▶ **What is needed**
Can you continue the passage on programming language style and the spectrum of programmer skill from where it ends?

-- START OF Provided text --

Aside from the level of abstraction, and how it maps to the problem
domain, I think the style of language is another important components.
 For example,  even if you had a perfect API, if it is coupled with a
Haskell-like functional syntax, it will be an impediment to a
"power-user" who is familiar with only imperative languages.

You can slice and dice it in many ways, but one way to think of the spectrum is:

1) end user programming == simple record and play-back macros,
spreadsheet functions

2) Power users, some web designers == simple imperative Javascript or
shell scriptsing. Can copy a routine to reuse and make simple
modifications to it.  Might read a programming book.

3) Application developers == a professional working with C#, maybe
Java, or another modern language.  Builds complete solutions from
existing parts, gluing them together where possible.  Focuses not on
the individual components, but on integrating the pieces with the
"business logic" that the custom requires.  Keeps up with the latest
trends and techniques.

4) System programmers == C/C++ programmer.

Skills increase as you go up the spectrum, as does cost.  Aiming too
high makes a tool have a smaller audience.

-- END OF Provided text --
-- START OF Data block --

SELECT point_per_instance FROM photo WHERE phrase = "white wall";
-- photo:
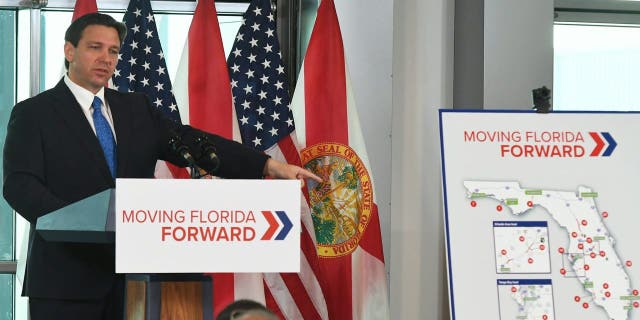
(518, 51)
(422, 83)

-- END OF Data block --

▶ **The reply**
I think the ODF Toolkit today is at the app developer level in our
"Simple API".  But because it is in a Java syntax, that puts it out of
reach for level 2 developers.

> Therefore, a good/useful DSL is terse, simple, and expressive.  It
> utilizes users' vocabulary to describe the domain.
> So my question to the list is, what kind of "nouns" and "verbs" should
> be part of the language we are creating?  If you are an ODF Toolkit
> user, what kind of language do you currently use, or would you feel
> comfortable using, to describe your activities?

One possible level is to look at what the developer at level 1 and 2
already knows.  They don't know ODF. But they know word processors and
spreadsheets and presentation graphics.  They know the abstractions of
an end user:   sheets, slides, paragraphs.  Their "verbs" are the
actions of the menu in their editors.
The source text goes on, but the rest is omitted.